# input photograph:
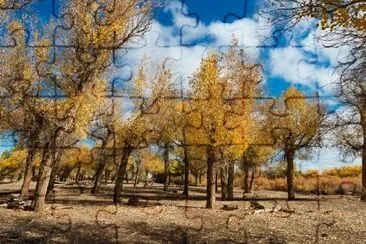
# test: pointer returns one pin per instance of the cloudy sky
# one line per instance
(184, 31)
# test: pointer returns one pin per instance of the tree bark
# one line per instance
(27, 174)
(211, 176)
(246, 178)
(223, 174)
(186, 172)
(146, 175)
(290, 174)
(137, 175)
(252, 178)
(363, 190)
(78, 173)
(101, 164)
(98, 176)
(43, 180)
(166, 166)
(51, 184)
(216, 180)
(121, 173)
(230, 182)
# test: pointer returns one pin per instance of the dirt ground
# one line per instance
(73, 215)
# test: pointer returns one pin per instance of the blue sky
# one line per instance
(184, 31)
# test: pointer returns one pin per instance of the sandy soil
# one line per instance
(76, 216)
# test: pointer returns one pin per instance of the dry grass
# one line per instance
(327, 184)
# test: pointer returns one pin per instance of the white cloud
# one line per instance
(163, 42)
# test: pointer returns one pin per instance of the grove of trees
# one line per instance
(70, 123)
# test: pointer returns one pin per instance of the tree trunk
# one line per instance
(186, 173)
(121, 173)
(78, 173)
(246, 178)
(363, 190)
(34, 174)
(211, 193)
(98, 176)
(137, 175)
(254, 169)
(106, 176)
(290, 175)
(166, 166)
(43, 180)
(146, 175)
(216, 180)
(66, 173)
(27, 174)
(101, 164)
(51, 184)
(230, 182)
(223, 174)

What the exercise asks => Give back the data exactly, with no images.

Exercise solution =>
# input photograph:
# test: pointer returns one pin per instance of the cloudy sky
# one line per instance
(184, 31)
# test: pointer returns one pin per instance of the tree bark
# one line per instance
(27, 174)
(211, 176)
(246, 178)
(223, 174)
(186, 172)
(146, 175)
(290, 174)
(137, 175)
(252, 178)
(363, 190)
(78, 173)
(101, 164)
(98, 176)
(43, 180)
(166, 166)
(51, 184)
(216, 180)
(121, 173)
(230, 182)
# test: pointer returns one pin per instance of the dirt ground
# one line per instance
(73, 215)
# test: pointer returns one pin per instance of the blue sky
# one line per instance
(184, 31)
# test: pointer returns one pin per instance of the sandy soil
# one line per instance
(76, 216)
# test: pointer returns one pin per instance of the dry grass
# one line per instance
(327, 184)
# test: pointer returns one pin per instance of the white cloud
# one line per instance
(163, 42)
# test: pointer returns one pin per instance of the grove of trees
# one line per instance
(70, 123)
# test: pointer returns one pin per instance of the tree trunk
# one line per instance
(186, 173)
(121, 173)
(78, 173)
(246, 178)
(363, 190)
(34, 174)
(211, 193)
(98, 176)
(137, 175)
(254, 169)
(106, 176)
(290, 175)
(166, 166)
(43, 180)
(146, 175)
(216, 180)
(66, 173)
(27, 174)
(101, 164)
(51, 184)
(230, 182)
(223, 174)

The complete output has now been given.